§ **SHORT EXERCISE A**
Transcribe the passage of the article on Argentina's debt payment from "Both actions increased" up to and including "with the holdouts.".

§ **EXTRACTED TEXT**
⁂
Argentina deposits debt payment, but U.S. court blocks payout
By Hugh Bronstein
BUENOS AIRES (Reuters) - Argentina has deposited the next payment needed to avoid a default on its restructured bonds, but a U.S. federal court decided on Thursday not to let the payment go through.
Both actions increased the stakes in a 12-year legal chess game between Argentina and creditors who refused to accept the downgraded terms offered by the country's 2005 and 2010 debt restructurings and are suing for full repayment.
Argentina will have the month of July to negotiate with its holdout creditors before falling into technical default. The next payment is due on Monday, but with that payment blocked by the courts, Buenos Aires will have a 30-day grace period to strike a deal with the holdouts.
If it fails, Latin America's No. 3 economy would be pushed into another painful default at the end of next month.
Economy Minister Axel Kicillof said Argentina owes an $832 million coupon payment on restructured bonds on Monday.
⁂
§ **DATA IN THIS EXERCISE**
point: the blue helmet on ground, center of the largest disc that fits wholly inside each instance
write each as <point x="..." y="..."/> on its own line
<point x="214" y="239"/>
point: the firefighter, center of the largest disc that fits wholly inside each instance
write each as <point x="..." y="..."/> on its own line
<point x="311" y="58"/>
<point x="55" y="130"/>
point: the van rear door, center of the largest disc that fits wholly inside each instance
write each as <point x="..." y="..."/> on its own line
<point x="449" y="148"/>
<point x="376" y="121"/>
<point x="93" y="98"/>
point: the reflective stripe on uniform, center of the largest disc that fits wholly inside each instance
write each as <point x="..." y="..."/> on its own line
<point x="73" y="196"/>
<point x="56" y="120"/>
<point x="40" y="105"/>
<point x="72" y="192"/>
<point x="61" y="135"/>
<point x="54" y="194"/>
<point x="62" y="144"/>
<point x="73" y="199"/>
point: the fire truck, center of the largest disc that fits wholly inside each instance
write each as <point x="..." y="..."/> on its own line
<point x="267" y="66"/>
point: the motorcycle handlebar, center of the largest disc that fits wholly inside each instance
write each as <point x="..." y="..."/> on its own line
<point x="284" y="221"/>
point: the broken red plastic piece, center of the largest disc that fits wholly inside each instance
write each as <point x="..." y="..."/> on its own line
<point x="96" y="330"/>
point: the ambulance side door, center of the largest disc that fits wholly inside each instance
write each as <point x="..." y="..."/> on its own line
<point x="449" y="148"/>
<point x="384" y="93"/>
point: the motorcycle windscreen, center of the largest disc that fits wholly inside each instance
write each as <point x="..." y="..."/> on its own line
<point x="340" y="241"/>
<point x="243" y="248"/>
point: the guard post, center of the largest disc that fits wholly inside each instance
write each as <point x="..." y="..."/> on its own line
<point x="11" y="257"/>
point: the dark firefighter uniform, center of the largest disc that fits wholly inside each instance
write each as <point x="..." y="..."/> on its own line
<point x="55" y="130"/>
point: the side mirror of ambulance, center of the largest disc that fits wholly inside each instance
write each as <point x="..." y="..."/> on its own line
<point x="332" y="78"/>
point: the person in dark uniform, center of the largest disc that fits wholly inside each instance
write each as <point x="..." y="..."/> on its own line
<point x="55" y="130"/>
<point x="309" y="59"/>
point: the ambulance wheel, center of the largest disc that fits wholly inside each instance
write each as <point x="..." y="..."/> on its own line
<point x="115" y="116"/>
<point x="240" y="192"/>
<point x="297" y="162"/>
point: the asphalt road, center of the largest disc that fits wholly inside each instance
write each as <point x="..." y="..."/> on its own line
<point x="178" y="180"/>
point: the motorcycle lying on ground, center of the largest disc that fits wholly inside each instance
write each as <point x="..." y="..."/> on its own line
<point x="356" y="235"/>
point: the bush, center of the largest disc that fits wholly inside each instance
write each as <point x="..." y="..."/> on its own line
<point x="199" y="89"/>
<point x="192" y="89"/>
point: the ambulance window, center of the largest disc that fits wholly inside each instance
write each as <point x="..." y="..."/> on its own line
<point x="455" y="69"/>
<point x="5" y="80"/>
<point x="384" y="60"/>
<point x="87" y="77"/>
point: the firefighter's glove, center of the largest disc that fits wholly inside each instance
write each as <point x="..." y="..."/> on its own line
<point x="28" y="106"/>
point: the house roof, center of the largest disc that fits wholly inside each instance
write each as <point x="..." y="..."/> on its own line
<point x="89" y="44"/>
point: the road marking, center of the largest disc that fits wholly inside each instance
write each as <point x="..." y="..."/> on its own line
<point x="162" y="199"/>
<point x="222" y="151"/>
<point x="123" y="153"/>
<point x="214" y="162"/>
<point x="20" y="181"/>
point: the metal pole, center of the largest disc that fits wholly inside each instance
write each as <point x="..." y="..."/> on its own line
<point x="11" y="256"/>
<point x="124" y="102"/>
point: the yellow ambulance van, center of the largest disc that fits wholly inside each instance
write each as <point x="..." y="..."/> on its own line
⁂
§ **SHORT EXERCISE B**
List every line of the records that contains the string "road", matching case.

§ **EXERCISE RESULT A**
Both actions increased the stakes in a 12-year legal chess game between Argentina and creditors who refused to accept the downgraded terms offered by the country's 2005 and 2010 debt restructurings and are suing for full repayment.
Argentina will have the month of July to negotiate with its holdout creditors before falling into technical default. The next payment is due on Monday, but with that payment blocked by the courts, Buenos Aires will have a 30-day grace period to strike a deal with the holdouts.

§ **EXERCISE RESULT B**
point: the asphalt road, center of the largest disc that fits wholly inside each instance
point: the road marking, center of the largest disc that fits wholly inside each instance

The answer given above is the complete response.